▶ _What this task involves_: Repeat the portion of the ScaNN setup notebook below starting at "return normalized_embeddings, embeddings.shape[1]" and ending at "omit it here.".

This section installs the libraries, declares and implements the functions needed to run all of the following cells.

1. Installs the relevant libraries.
2. Removes TensorFlow
3. Imports libraries and implements the common functions.

To start, run all the cells in this section. The later sections' cells is not required to be run in an order and are for demos, benchmarking and searching.

Take note; you should use a GPU/TPU runtime type!

In [None]:
!pip install scann sentence-transformers datasets


In [None]:
!pip uninstall --yes tensorflow

In [None]:
import torch
import numpy as np

try:
    import scann
    from sentence_transformers import SentenceTransformer
    from datasets import load_dataset # New import for public dataset
except ImportError:
    print("----------------------------------------------------------------------")
    print("ðŸš¨ ERROR: Please run the following command in a separate Colab cell ")
    print("and rerun this cell before running this code:")
    print("!pip install scann sentence-transformers datasets")
    print("----------------------------------------------------------------------")
    exit()

# --------------- Model used and device used (cpu/gpu/tpu) ----------------------

MODEL_NAME = 'all-MiniLM-L6-v2'
device = 'cuda' if torch.cuda.is_available() else 'cpu'
embedding_model = SentenceTransformer(MODEL_NAME, device=device)

# --------------- Vector converter and normalization ----------------------------

def generate_and_normalize(data):
    """Generates embeddings and performs L2 normalization."""
    print(f"Generating embeddings for {len(data)} items...")

    # Generate embeddings (returns a numpy array)
    embeddings = embedding_model.encode(
        data,
        convert_to_tensor=False,
        show_progress_bar=True
    )

    # L2 Normalization (Needed for ScaNN dot product or angular similarity)

    print("Normalizing embeddings...")
    normalized_embeddings = embeddings / np.linalg.norm(embeddings, axis=1, keepdims=True)

    return normalized_embeddings, embeddings.shape[1]

# --------------------- Runs one text query -------------------------------------

def run_query(query, search_index, original_dataset):
    """Embeds a query, normalizes it, and searches the ScaNN index."""
    print(f"\nSearching with query: '{query}'")

    # 6.1 Embed and Normalize the query
    query_embedding = embedding_model.encode([query])[0]
    normalized_query = query_embedding / np.linalg.norm(query_embedding)

    # 6.2 Perform the search
    # The 'k' parameter is configured during the builder step, so we omit it here.
    indices, distances = search_index.search(normalized_query)

    print(f"\nTop {len(indices)} results found:")
    for rank, (idx, distance) in enumerate(zip(indices, distances)):
        print(f"  Rank {rank+1}:")

▶ _Data entries_:
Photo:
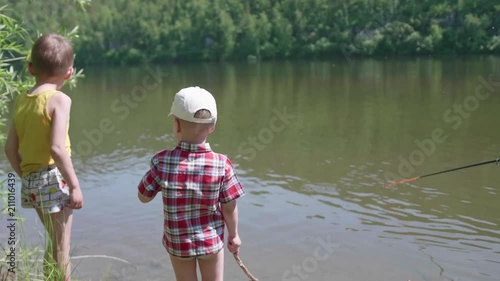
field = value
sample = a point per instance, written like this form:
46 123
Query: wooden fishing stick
442 172
244 268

▶ _Response below_:
return normalized_embeddings, embeddings.shape[1]

# --------------------- Runs one text query -------------------------------------

def run_query(query, search_index, original_dataset):
    """Embeds a query, normalizes it, and searches the ScaNN index."""
    print(f"\nSearching with query: '{query}'")

    # 6.1 Embed and Normalize the query
    query_embedding = embedding_model.encode([query])[0]
    normalized_query = query_embedding / np.linalg.norm(query_embedding)

    # 6.2 Perform the search
    # The 'k' parameter is configured during the builder step, so we omit it here.